# Given exercise
For the deceleration thread below, answer yes or no to whether each statement agrees with it, and quote the words that decide it. 1. The orbiter that returns to Earth has a mass of 78,000 kg. 2. After touchdown, the orbiter takes 100 seconds to come to a halt. 3. One reply says a minus sign belongs before the 2 when the question asks for the deceleration.

# Text provided
<<<<

The Student Room Group

Deceleration

Ok out of all the equations and equation pyramids I can remember - I can't think of one to apply to this question on deceleration...

Q) The part of the space shuttle (orbiter) which returns to Earth has a mass of 78,000Kg and lands at a speed of 100m/s. After touchdown it takes 50 seconds to decelerate and come to a halt.

a) Calculate the deceleration of the orbiter
b) Calculate the force needed to bring the orbiter to a halt.

I know how to do b), using Force = Acceleration x Mass, except I'm not sure how to calculate the deceleration in part A, any ideas anyone?

Edit: How about Change in velocity = acceleration x time? so er.. that would be Deceleration = Change in velocity / time = 100 / 50 = 2m/s???

Edit:: So then Force= Acceleration x Mass... 2 x 78,000 = 156,000 .. or would you divide if its DEceleration?? Hellllllllllp
Your answers are RIGHT!!

...except that acceleration is 2 m/s2 or ms-2 if you prefer.
CrazyChemist
Your answers are RIGHT!!

...except that acceleration is 2 m/s2 or ms-2 if you prefer.


But - how can it be 2m/s^2 if its decelerating?? surely that would be acceleration
It asks for the deceleration - the deceleration is 2ms-2. There's no minus sign before the 2 because it is already clear that it is decelerating not accelerating.
CrazyChemist
It asks for the deceleration - the deceleration is 2ms-2. There's no minus sign before the 2 because it is already clear that it is decelerating not accelerating.


So I would use -2 all the time if I'm talking about deceleration and just the regular 2 for accelaration?
Reply 5
No the unit of acceleration is ms^-2 this never changes! Acceleration is a vector quantity meaning that it must have direction - so if acceleration is positive (forwards in direction) then deceleration (backwards in direction) must be negative.
Trolley
No the unit of acceleration is ms^-2 this never changes! Acceleration is a vector quantity meaning that it must have direction - so if acceleration is positive (forwards in direction) then deceleration (backwards in direction) must be negative.


So what's the unit of deceleration??
hearthethunder
So I would use -2 all the time if I'm talking about deceleration and just the regular 2 for accelaration?
nono - wrong end of stick!

The units ms-2 and m/s-2 are the same thing. There's no such unit that i know of "ms2".

I thought you were reffering to the fact that deceleration is usually written as negative acceleration, eg. -2ms-2. My post was saying that since it is already stated that it is deceleration, there is no need for the "-" in front of the 2: this one >2ms-2 not 2ms- this one>2

I realise it was unclear - apologies.

>>>>

# Provided information
<<<<

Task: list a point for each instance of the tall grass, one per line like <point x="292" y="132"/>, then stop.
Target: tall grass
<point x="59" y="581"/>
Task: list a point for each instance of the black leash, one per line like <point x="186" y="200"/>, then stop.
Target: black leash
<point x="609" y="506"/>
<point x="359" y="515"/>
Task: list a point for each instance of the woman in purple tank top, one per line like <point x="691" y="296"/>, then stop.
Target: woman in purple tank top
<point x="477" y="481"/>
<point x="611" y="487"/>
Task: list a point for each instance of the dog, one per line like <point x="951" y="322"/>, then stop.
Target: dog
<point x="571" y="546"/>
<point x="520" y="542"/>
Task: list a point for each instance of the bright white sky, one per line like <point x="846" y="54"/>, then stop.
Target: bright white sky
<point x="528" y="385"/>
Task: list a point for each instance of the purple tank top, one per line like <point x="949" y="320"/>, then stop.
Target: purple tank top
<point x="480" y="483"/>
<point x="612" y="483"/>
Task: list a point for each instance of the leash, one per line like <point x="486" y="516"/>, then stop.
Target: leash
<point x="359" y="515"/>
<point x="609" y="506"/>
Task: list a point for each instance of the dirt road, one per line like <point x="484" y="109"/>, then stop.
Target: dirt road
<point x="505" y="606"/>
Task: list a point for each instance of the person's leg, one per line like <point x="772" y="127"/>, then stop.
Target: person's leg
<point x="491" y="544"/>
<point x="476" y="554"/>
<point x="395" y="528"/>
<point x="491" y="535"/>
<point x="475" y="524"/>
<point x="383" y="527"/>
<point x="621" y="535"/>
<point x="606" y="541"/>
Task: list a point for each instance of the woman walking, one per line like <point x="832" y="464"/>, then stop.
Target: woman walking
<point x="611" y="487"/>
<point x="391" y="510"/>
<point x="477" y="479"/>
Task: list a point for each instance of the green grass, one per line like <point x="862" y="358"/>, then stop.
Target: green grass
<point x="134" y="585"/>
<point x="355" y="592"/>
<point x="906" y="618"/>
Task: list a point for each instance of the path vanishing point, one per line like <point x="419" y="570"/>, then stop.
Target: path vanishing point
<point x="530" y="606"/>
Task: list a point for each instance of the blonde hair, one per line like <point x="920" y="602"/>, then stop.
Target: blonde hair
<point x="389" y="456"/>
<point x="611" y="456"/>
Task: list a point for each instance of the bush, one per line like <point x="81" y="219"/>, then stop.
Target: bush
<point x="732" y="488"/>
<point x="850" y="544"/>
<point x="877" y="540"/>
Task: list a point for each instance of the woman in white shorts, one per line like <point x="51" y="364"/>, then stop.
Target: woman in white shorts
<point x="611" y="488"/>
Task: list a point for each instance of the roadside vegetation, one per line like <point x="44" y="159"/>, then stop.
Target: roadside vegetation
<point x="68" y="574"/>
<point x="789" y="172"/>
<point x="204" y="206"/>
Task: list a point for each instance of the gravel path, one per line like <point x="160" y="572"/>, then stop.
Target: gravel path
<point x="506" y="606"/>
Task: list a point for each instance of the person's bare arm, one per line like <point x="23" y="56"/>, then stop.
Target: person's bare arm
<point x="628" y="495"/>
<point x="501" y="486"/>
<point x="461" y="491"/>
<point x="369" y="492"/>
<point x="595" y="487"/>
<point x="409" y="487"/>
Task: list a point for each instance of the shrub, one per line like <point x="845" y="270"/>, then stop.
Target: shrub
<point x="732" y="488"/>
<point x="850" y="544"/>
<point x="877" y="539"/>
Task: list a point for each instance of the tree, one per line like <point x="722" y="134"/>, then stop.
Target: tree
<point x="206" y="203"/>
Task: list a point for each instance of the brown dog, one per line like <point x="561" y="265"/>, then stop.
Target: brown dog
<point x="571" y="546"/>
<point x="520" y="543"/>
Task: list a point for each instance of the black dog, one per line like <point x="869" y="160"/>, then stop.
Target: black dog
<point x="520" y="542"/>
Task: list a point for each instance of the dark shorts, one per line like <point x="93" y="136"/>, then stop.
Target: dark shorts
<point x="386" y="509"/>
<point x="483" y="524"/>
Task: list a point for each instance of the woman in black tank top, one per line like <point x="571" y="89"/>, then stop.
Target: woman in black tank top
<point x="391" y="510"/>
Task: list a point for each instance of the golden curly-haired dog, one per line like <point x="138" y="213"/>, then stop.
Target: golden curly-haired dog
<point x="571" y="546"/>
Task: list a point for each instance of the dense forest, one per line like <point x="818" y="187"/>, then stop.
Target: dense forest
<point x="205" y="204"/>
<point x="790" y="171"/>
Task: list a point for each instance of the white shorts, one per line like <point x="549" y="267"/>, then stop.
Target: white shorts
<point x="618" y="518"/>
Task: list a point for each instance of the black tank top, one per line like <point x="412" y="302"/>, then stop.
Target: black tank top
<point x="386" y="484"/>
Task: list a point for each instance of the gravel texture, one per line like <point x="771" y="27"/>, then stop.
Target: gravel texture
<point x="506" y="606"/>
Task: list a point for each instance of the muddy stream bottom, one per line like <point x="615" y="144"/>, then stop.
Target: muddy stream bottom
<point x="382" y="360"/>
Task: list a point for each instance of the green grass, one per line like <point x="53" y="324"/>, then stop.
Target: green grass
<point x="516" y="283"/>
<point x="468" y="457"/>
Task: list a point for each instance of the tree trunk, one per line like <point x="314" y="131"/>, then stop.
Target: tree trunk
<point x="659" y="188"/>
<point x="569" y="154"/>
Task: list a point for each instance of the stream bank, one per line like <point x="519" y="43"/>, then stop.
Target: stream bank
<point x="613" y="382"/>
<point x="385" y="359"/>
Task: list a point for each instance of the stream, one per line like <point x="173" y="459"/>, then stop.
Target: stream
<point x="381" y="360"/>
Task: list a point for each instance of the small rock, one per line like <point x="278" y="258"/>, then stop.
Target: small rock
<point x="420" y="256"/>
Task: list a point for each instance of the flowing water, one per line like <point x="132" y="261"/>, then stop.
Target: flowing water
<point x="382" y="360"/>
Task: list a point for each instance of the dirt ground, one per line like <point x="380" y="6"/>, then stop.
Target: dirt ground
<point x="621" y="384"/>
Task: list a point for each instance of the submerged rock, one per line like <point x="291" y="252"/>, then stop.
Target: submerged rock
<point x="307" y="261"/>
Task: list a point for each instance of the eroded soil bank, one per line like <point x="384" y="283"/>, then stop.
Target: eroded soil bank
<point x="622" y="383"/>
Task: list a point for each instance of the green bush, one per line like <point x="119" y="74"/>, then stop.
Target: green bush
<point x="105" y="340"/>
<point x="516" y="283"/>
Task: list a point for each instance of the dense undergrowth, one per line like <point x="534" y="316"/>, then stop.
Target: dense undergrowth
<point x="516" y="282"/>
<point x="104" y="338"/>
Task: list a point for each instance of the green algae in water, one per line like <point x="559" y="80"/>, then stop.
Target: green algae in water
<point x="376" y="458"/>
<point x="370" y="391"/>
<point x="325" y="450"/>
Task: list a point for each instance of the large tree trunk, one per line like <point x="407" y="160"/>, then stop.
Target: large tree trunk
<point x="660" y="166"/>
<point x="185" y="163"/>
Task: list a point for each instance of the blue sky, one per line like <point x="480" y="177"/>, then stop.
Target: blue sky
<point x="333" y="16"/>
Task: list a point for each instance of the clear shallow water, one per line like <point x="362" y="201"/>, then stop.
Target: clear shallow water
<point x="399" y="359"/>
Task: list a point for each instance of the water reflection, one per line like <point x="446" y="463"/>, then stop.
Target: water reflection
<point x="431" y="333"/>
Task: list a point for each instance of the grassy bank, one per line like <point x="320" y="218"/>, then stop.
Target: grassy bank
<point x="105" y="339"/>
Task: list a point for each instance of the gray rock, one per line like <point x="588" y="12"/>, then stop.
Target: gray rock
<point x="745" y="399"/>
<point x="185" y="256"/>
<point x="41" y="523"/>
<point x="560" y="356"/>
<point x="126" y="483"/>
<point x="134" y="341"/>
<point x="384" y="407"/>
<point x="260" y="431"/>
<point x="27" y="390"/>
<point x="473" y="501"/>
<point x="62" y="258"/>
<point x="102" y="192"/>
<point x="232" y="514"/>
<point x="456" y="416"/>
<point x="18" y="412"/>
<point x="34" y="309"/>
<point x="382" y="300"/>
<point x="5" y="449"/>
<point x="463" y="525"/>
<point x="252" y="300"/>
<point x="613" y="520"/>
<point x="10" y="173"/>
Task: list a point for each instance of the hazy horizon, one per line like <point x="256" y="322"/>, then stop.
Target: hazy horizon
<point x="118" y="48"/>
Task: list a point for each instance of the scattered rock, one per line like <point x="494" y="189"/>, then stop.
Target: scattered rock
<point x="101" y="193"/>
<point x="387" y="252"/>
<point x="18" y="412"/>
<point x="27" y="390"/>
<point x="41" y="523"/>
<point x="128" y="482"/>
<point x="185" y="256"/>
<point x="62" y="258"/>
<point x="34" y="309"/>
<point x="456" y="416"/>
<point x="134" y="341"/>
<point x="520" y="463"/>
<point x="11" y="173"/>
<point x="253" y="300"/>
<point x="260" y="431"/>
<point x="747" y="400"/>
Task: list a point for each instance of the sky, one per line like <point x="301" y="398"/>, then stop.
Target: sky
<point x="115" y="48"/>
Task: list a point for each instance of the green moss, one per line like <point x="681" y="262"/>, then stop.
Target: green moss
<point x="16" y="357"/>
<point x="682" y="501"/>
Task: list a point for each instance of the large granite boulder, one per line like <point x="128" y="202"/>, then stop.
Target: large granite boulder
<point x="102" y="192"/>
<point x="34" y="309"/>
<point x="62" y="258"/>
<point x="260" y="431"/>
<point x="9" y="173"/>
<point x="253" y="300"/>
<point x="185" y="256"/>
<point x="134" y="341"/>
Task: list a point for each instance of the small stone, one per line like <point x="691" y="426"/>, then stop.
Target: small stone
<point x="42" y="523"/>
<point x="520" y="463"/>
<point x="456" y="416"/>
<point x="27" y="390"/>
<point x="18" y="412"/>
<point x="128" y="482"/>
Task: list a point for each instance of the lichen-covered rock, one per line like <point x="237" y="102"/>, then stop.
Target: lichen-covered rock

>>>>

# Answer to this task
1. Yes: "has a mass of 78,000Kg"
2. No: "After touchdown it takes 50 seconds to decelerate and come to a halt."
3. No: "There's no minus sign before the 2 because it is already clear that it is decelerating not accelerating."